= WHAT YOU WILL DO =
Format all the entries below as a JSON list of strings, with one string per line and no blank lines. Leave out the picture.

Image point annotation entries
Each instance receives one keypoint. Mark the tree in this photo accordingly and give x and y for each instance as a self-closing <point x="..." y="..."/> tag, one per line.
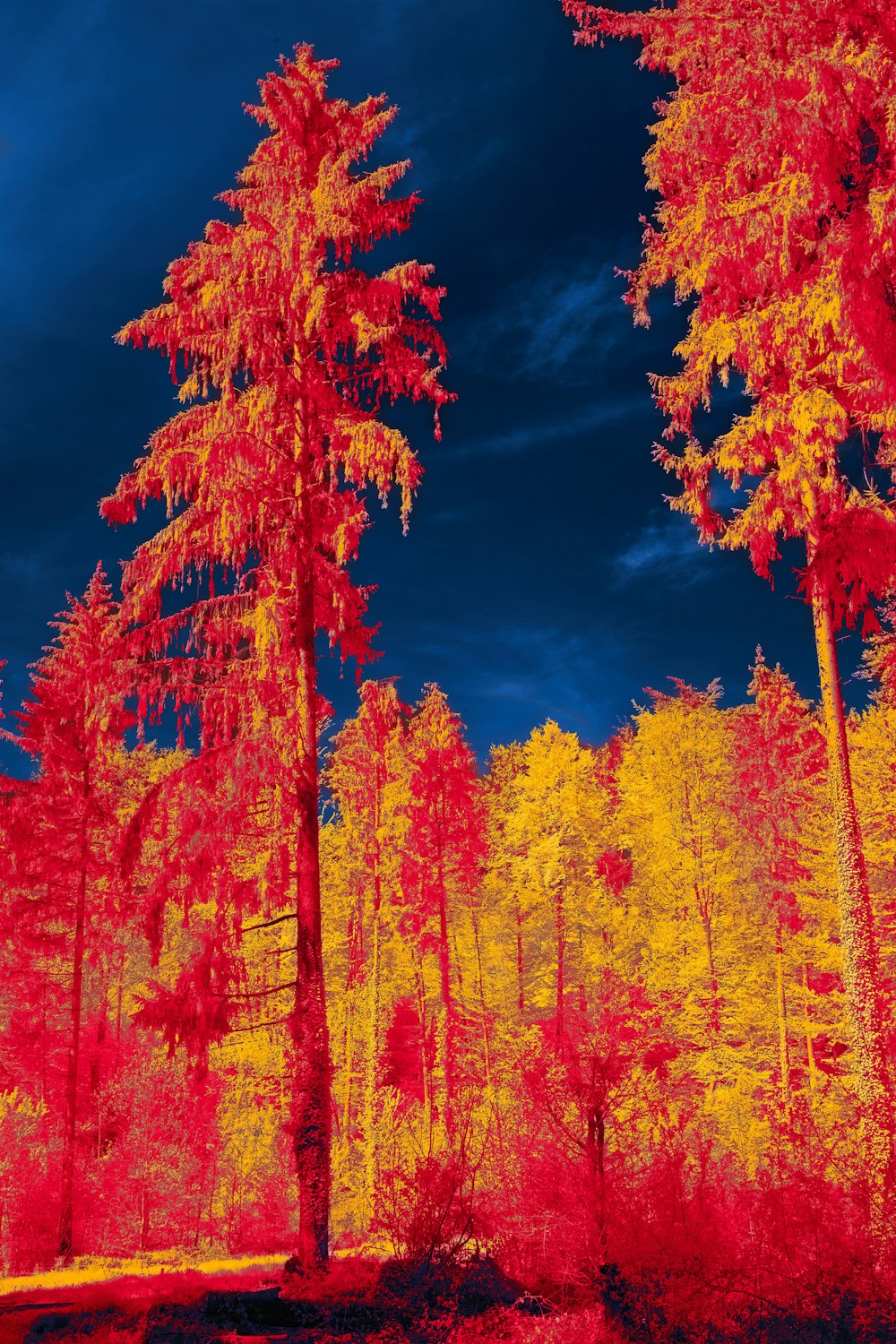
<point x="290" y="351"/>
<point x="366" y="777"/>
<point x="444" y="857"/>
<point x="66" y="822"/>
<point x="780" y="754"/>
<point x="774" y="163"/>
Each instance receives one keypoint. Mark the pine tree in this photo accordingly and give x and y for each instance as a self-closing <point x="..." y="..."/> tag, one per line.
<point x="66" y="823"/>
<point x="366" y="777"/>
<point x="289" y="351"/>
<point x="774" y="163"/>
<point x="443" y="860"/>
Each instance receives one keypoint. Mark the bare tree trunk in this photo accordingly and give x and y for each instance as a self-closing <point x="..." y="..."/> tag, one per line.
<point x="311" y="1098"/>
<point x="810" y="1048"/>
<point x="858" y="943"/>
<point x="66" y="1212"/>
<point x="446" y="1026"/>
<point x="520" y="976"/>
<point x="371" y="1064"/>
<point x="783" y="1050"/>
<point x="560" y="922"/>
<point x="595" y="1150"/>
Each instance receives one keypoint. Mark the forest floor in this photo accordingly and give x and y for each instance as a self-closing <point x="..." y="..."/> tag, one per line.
<point x="250" y="1301"/>
<point x="363" y="1300"/>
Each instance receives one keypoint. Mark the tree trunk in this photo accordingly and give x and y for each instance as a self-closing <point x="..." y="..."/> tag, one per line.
<point x="446" y="1027"/>
<point x="594" y="1150"/>
<point x="783" y="1051"/>
<point x="861" y="978"/>
<point x="371" y="1064"/>
<point x="311" y="1098"/>
<point x="810" y="1048"/>
<point x="520" y="973"/>
<point x="66" y="1214"/>
<point x="560" y="921"/>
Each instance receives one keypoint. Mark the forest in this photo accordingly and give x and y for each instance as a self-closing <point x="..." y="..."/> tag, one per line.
<point x="578" y="1042"/>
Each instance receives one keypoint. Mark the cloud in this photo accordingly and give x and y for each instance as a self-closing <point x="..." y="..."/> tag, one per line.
<point x="559" y="325"/>
<point x="544" y="433"/>
<point x="670" y="546"/>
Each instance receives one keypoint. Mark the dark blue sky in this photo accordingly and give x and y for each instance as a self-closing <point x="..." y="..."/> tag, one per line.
<point x="543" y="574"/>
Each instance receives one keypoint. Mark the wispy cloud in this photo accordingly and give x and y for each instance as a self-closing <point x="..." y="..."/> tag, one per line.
<point x="559" y="325"/>
<point x="670" y="545"/>
<point x="547" y="432"/>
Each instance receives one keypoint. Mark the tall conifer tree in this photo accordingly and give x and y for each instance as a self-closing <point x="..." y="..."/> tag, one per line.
<point x="289" y="351"/>
<point x="66" y="823"/>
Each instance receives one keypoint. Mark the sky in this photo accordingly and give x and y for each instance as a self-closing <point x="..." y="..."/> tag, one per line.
<point x="543" y="575"/>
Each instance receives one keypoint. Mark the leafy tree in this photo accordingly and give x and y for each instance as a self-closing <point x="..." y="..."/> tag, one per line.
<point x="289" y="349"/>
<point x="775" y="171"/>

= ANSWER TO THIS PROBLEM =
[
  "Each instance receives one keypoint. Mark the tree in this photo accordingly and give x and y for each instance as a self-closing <point x=\"...\" y=\"...\"/> tag, one per line.",
  "<point x=\"290\" y=\"351\"/>",
  "<point x=\"366\" y=\"777\"/>",
  "<point x=\"444\" y=\"857\"/>",
  "<point x=\"66\" y=\"822\"/>",
  "<point x=\"780\" y=\"754\"/>",
  "<point x=\"774\" y=\"163\"/>",
  "Each instance receives one keypoint. Mark the pine tree in this photo accordingly and give x and y for each instance as a self-closing <point x=\"...\" y=\"...\"/> tag, one per line.",
  "<point x=\"66\" y=\"823\"/>",
  "<point x=\"366\" y=\"777\"/>",
  "<point x=\"289\" y=\"351\"/>",
  "<point x=\"774\" y=\"163\"/>",
  "<point x=\"443\" y=\"860\"/>",
  "Each instance receives one keypoint. Mark the bare tree trunk in this photo accordingly and give x and y for each instance as a self-closing <point x=\"...\" y=\"...\"/> tag, one per line.",
  "<point x=\"311\" y=\"1098\"/>",
  "<point x=\"810\" y=\"1048\"/>",
  "<point x=\"858\" y=\"943\"/>",
  "<point x=\"66\" y=\"1212\"/>",
  "<point x=\"446\" y=\"1026\"/>",
  "<point x=\"520\" y=\"976\"/>",
  "<point x=\"371\" y=\"1064\"/>",
  "<point x=\"783\" y=\"1050\"/>",
  "<point x=\"560\" y=\"922\"/>",
  "<point x=\"595\" y=\"1150\"/>",
  "Each instance receives one keypoint. Mark the forest floor in this photo accordingly and give x and y for each instance as a self-closing <point x=\"...\" y=\"...\"/> tag, one per line.",
  "<point x=\"250\" y=\"1301\"/>",
  "<point x=\"363\" y=\"1300\"/>",
  "Each instance receives one keypoint. Mark the tree trunk in this photo accordingly and give x and y for each instance as a self-closing <point x=\"...\" y=\"...\"/> tag, one per line.",
  "<point x=\"446\" y=\"1027\"/>",
  "<point x=\"594\" y=\"1150\"/>",
  "<point x=\"783\" y=\"1051\"/>",
  "<point x=\"861\" y=\"978\"/>",
  "<point x=\"371\" y=\"1064\"/>",
  "<point x=\"311\" y=\"1098\"/>",
  "<point x=\"810\" y=\"1048\"/>",
  "<point x=\"520\" y=\"973\"/>",
  "<point x=\"66\" y=\"1214\"/>",
  "<point x=\"560\" y=\"921\"/>",
  "Each instance receives one keypoint. Mark the forest in this photo accordingly and give x and y for each instance as a self-closing <point x=\"...\" y=\"...\"/> tag, one per line.",
  "<point x=\"578\" y=\"1042\"/>",
  "Each instance receives one keypoint. Mark the cloud in this photo accordingly and give x and y for each instance as a self-closing <point x=\"...\" y=\"...\"/> tag, one per line.",
  "<point x=\"559\" y=\"325\"/>",
  "<point x=\"544\" y=\"433\"/>",
  "<point x=\"670\" y=\"546\"/>",
  "Each instance receives one keypoint. Mark the dark blue sky in this photo accordingly and give x and y for each instance as a self-closing <point x=\"...\" y=\"...\"/> tag, one per line.",
  "<point x=\"543\" y=\"574\"/>",
  "Each instance receives one keypoint. Mark the wispy cloud in this photo accordingly and give x and y for each instance as a self-closing <point x=\"...\" y=\"...\"/> tag, one per line.",
  "<point x=\"559\" y=\"325\"/>",
  "<point x=\"670\" y=\"545\"/>",
  "<point x=\"547\" y=\"432\"/>",
  "Each instance receives one keypoint. Mark the tall conifer tree in this photo accordingly and give x and y for each instance as a self-closing <point x=\"...\" y=\"...\"/> tag, one per line.",
  "<point x=\"289\" y=\"351\"/>",
  "<point x=\"66\" y=\"823\"/>",
  "Each instance receives one keypoint. Mark the sky in this photo accordingly and give x and y for each instance as a self-closing <point x=\"...\" y=\"...\"/> tag, one per line.",
  "<point x=\"543\" y=\"575\"/>",
  "Each instance receives one keypoint. Mark the leafy tree in this photo accordingly and give x and y for each instance as a self-closing <point x=\"...\" y=\"...\"/> tag, one per line.",
  "<point x=\"289\" y=\"349\"/>",
  "<point x=\"775\" y=\"171\"/>"
]